Problem statement: Rewrite the data below, changing every "Annotation task" to "Labeling job" and leaving everything else unchanged.

########

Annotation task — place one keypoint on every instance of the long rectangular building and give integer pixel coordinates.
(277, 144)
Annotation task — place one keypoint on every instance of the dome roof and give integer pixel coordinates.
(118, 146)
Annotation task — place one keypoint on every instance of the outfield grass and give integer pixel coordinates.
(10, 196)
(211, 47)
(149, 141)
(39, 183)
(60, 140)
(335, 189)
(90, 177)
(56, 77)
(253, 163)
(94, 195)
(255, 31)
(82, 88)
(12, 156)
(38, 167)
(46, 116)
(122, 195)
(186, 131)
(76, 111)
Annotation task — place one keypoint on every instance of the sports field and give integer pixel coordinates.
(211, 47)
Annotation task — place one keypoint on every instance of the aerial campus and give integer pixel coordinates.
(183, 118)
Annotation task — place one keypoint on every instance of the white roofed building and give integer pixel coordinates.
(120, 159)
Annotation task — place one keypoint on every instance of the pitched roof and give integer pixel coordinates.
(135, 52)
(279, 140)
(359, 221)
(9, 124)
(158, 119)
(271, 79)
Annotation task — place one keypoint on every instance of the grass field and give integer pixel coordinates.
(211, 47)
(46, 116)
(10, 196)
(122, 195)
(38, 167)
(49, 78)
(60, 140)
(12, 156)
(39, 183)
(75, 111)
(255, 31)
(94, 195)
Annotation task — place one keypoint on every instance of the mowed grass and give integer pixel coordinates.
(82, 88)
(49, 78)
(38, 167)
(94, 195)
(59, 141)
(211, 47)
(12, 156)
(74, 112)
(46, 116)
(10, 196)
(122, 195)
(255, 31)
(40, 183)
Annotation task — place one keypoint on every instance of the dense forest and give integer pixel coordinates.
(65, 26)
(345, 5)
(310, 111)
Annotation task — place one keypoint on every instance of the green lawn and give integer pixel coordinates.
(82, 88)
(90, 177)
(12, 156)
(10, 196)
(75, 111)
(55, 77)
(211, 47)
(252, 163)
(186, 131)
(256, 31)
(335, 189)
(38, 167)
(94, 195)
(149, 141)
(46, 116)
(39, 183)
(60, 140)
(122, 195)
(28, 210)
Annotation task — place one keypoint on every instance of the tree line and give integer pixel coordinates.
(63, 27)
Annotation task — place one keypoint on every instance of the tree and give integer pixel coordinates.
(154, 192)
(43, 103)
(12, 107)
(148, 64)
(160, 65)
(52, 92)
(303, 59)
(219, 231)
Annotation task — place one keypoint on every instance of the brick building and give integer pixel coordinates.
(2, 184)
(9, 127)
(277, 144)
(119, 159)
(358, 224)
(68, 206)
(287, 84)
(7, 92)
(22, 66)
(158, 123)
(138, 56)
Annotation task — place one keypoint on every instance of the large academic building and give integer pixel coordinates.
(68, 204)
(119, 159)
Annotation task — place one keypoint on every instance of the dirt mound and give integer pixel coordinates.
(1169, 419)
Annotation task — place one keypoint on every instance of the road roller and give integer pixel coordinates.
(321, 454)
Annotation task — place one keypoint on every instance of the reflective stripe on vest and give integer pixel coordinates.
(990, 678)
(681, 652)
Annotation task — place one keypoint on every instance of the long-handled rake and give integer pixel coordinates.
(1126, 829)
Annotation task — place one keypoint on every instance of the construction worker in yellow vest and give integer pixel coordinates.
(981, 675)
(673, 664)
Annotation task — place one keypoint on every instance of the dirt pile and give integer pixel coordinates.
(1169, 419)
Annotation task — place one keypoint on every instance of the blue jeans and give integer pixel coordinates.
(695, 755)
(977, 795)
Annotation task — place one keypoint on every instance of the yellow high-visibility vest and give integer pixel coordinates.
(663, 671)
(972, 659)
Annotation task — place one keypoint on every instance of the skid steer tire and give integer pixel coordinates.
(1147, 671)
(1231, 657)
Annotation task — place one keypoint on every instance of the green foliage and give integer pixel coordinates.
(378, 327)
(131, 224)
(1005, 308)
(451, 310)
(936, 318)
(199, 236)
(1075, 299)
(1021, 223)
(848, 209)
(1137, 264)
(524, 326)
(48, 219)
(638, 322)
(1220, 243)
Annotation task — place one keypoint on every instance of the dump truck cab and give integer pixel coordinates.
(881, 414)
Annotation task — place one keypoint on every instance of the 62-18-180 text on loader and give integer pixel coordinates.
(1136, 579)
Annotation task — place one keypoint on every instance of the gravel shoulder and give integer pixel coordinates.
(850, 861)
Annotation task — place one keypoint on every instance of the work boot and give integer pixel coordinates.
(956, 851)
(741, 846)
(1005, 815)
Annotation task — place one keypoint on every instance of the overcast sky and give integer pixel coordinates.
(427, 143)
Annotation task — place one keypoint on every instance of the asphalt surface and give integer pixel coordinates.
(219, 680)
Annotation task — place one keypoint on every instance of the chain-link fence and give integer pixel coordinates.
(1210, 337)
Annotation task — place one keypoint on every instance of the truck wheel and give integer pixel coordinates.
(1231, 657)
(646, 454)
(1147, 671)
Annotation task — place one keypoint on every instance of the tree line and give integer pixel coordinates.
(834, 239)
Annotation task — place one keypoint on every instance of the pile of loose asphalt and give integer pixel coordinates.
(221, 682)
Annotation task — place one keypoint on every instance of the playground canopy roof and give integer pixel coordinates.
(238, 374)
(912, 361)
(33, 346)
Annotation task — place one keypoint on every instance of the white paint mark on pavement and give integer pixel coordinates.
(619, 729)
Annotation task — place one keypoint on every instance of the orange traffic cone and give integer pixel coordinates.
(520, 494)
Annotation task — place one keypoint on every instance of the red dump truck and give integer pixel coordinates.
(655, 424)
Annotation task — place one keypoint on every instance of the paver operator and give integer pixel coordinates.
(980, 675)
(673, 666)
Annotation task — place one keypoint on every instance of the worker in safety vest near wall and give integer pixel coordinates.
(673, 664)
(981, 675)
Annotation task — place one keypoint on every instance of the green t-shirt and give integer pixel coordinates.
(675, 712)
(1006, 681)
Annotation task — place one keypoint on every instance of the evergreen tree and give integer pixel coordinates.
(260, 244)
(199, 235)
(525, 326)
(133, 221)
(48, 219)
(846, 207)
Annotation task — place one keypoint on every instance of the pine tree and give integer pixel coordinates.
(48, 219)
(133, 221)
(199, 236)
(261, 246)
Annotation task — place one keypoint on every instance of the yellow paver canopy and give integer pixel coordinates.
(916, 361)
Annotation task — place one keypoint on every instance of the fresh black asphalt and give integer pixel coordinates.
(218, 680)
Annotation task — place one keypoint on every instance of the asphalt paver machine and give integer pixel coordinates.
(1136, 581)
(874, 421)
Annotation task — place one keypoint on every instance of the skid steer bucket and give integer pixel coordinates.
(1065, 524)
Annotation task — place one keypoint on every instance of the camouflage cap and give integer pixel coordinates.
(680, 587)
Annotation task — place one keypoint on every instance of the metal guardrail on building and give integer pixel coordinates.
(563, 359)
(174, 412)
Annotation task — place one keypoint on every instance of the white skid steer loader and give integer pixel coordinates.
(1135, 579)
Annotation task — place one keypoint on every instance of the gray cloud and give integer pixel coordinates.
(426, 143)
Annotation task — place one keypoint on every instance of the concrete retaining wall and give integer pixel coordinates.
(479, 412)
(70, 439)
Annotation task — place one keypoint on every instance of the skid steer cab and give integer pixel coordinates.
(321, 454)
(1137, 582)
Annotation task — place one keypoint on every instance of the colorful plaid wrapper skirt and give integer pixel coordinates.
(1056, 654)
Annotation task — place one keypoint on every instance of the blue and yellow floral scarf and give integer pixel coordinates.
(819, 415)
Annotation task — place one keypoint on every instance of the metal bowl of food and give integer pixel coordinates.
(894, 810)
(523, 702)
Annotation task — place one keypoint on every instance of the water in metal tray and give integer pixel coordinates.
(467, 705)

########

Response:
Labeling job — place one keypoint on every instance of the long rectangular building and give integer pixel coordinates.
(277, 144)
Labeling job — place one keypoint on every instance of the dome roof and give integer pixel coordinates.
(118, 146)
Labeling job — place one keypoint on every instance of the outfield grass and give integer pixel coordinates.
(10, 196)
(211, 47)
(149, 141)
(39, 183)
(60, 140)
(335, 189)
(90, 177)
(56, 77)
(253, 163)
(94, 195)
(255, 31)
(82, 88)
(12, 156)
(38, 167)
(46, 116)
(122, 195)
(186, 131)
(76, 111)
Labeling job — place one keypoint on every instance of the sports field and give integer pixel coordinates.
(211, 47)
Labeling job — place one keypoint on every instance of the aerial campus and give integer pixel coordinates.
(183, 118)
Labeling job — place one keypoint on every instance of the white roofed building and give integer pixel coordinates.
(120, 159)
Labeling job — place one keypoint on every instance of the pitched roof and give integer pixel coordinates.
(135, 52)
(279, 140)
(359, 221)
(9, 124)
(158, 119)
(271, 79)
Labeling job — place one keypoint on every instance of the grass field and give integer pixel coordinates.
(211, 47)
(46, 116)
(10, 196)
(122, 195)
(38, 167)
(49, 78)
(60, 140)
(12, 156)
(39, 183)
(75, 111)
(255, 31)
(94, 195)
Labeling job — place one keypoint on every instance of the mowed grass and give integer pixel coordinates.
(82, 88)
(49, 78)
(38, 167)
(94, 195)
(59, 141)
(211, 47)
(12, 156)
(74, 112)
(46, 116)
(10, 196)
(122, 195)
(255, 31)
(40, 183)
Labeling job — place one keypoint on every instance of the dense forest and give integer pixel coordinates.
(65, 26)
(345, 5)
(310, 111)
Labeling job — place one keypoint on every instance of the green lawn and give integer pixel coordinates.
(82, 88)
(90, 177)
(12, 156)
(10, 196)
(75, 111)
(55, 77)
(211, 47)
(252, 163)
(186, 131)
(256, 31)
(335, 189)
(38, 167)
(94, 195)
(149, 141)
(46, 116)
(39, 183)
(60, 140)
(122, 195)
(28, 210)
Labeling job — place one keypoint on every instance of the tree line and give integer pixel coordinates.
(63, 27)
Labeling job — place one keypoint on every instance of the tree and give integer pixel coordinates.
(154, 192)
(43, 103)
(12, 107)
(148, 64)
(160, 65)
(52, 92)
(303, 59)
(219, 231)
Labeling job — place one keypoint on every instance of the brick building and give integer pixel coordinates.
(2, 184)
(9, 127)
(277, 144)
(119, 159)
(358, 224)
(68, 206)
(287, 84)
(7, 92)
(22, 66)
(158, 123)
(138, 56)
Labeling job — place one keypoint on every instance of the large academic building and give integer pixel coordinates.
(68, 204)
(119, 159)
Labeling job — place one keypoint on every instance of the dirt mound and give integer pixel coordinates.
(1169, 419)
Labeling job — place one keypoint on every instance of the road roller and give integer pixel coordinates.
(321, 454)
Labeling job — place one keypoint on every instance of the reflective stripe on vest and give integer pixel coordinates.
(990, 678)
(681, 652)
Labeling job — place one keypoint on every instance of the long-handled rake and give integer pixel coordinates.
(1126, 829)
Labeling job — place one keypoint on every instance of the construction worker in yellow vest and give integer pixel coordinates.
(981, 675)
(673, 664)
Labeling job — place one keypoint on every instance of the dirt pile and give integer pixel coordinates.
(1169, 419)
Labeling job — place one keypoint on every instance of the blue jeans and give integer pixel coordinates.
(695, 755)
(977, 795)
Labeling job — place one keypoint on every instance of the yellow high-visibility vest and give integer pixel coordinates.
(663, 671)
(972, 659)
Labeling job — place one keypoint on every instance of the skid steer tire and give integer pixel coordinates.
(1147, 671)
(1231, 657)
Labeling job — place one keypoint on every instance of the green foliage and give integer pixel coordinates.
(378, 327)
(131, 224)
(1005, 308)
(451, 310)
(936, 318)
(199, 236)
(1075, 299)
(1021, 223)
(848, 209)
(1137, 264)
(524, 326)
(48, 219)
(638, 322)
(1220, 243)
Labeling job — place one keypoint on every instance of the dump truck cab and give integer pixel coordinates.
(881, 414)
Labeling job — place one keypoint on every instance of the 62-18-180 text on loader and give integer pixel coordinates.
(1136, 579)
Labeling job — place one keypoint on every instance of the gravel shoulder and give integer pixel coordinates.
(850, 861)
Labeling job — place one keypoint on every instance of the work boot and give integer pixel coordinates.
(956, 851)
(741, 846)
(1005, 815)
Labeling job — place one keypoint on every instance of the overcast sky and give integer pixel coordinates.
(427, 143)
Labeling job — place one keypoint on every instance of the asphalt surface and give integer pixel coordinates.
(219, 680)
Labeling job — place one keypoint on every instance of the chain-link fence and give integer pixel coordinates.
(1210, 337)
Labeling job — place one keypoint on every instance of the truck wheel and give integer pixel coordinates.
(1231, 657)
(646, 454)
(1147, 671)
Labeling job — place one keypoint on every instance of the tree line and give integer pixel coordinates.
(834, 239)
Labeling job — place one keypoint on every instance of the pile of loose asphalt and give integer pixel coordinates.
(221, 682)
Labeling job — place one keypoint on every instance of the playground canopy roof and give integer pixel coordinates.
(238, 374)
(912, 361)
(33, 346)
Labeling job — place one keypoint on every instance of the white paint mark on pavement and give integer pixel coordinates.
(619, 729)
Labeling job — place one keypoint on every instance of the orange traffic cone and give integer pixel coordinates.
(520, 494)
Labeling job — place one keypoint on every instance of the red dump truck and give integer pixel coordinates.
(655, 424)
Labeling job — place one keypoint on every instance of the paver operator and give integer pixel coordinates.
(980, 675)
(673, 666)
Labeling job — place one keypoint on every instance of the worker in safety vest near wall and give integer pixel coordinates.
(673, 664)
(981, 675)
Labeling job — place one keypoint on every instance of the green t-shirt and give integer pixel coordinates.
(675, 712)
(1006, 681)
Labeling job — place one keypoint on every instance of the evergreen tree and give integer pixel coordinates.
(260, 244)
(199, 235)
(525, 326)
(133, 221)
(48, 219)
(846, 207)
Labeling job — place one keypoint on every instance of the pine tree and give integer pixel coordinates.
(48, 219)
(133, 221)
(199, 236)
(261, 246)
Labeling job — place one keypoint on every instance of the yellow paver canopy and give integer pixel coordinates.
(916, 361)
Labeling job — place one keypoint on every instance of the fresh black asphalt and give integer pixel coordinates.
(218, 680)
Labeling job — place one keypoint on every instance of the asphalt paver machine and give integer pixel coordinates.
(1136, 581)
(874, 421)
Labeling job — place one keypoint on every instance of the skid steer bucket and give integer pixel coordinates.
(1065, 524)
Labeling job — place one keypoint on every instance of the camouflage cap and give integer pixel coordinates.
(680, 587)
Labeling job — place one keypoint on every instance of the metal guardrail on building and give integer pixel coordinates.
(563, 359)
(174, 412)
Labeling job — place one keypoint on every instance of the white skid steer loader and give integer pixel coordinates.
(1135, 579)
Labeling job — place one keypoint on every instance of the gray cloud and give integer pixel coordinates.
(426, 143)
Labeling job — place one keypoint on every instance of the concrete retaining wall and give integer pixel coordinates.
(479, 412)
(70, 439)
Labeling job — place one keypoint on every instance of the skid steer cab and give integer pixel coordinates.
(321, 454)
(1137, 582)
Labeling job — place one keypoint on every instance of the colorful plaid wrapper skirt and give integer pixel coordinates.
(1056, 654)
Labeling job — place one keypoint on every instance of the blue and yellow floral scarf and give integer pixel coordinates.
(819, 415)
Labeling job — place one keypoint on every instance of the metal bowl of food and give integer pixel coordinates.
(894, 810)
(523, 702)
Labeling job — place one keypoint on every instance of the water in metal tray and give integer pixel coordinates.
(467, 705)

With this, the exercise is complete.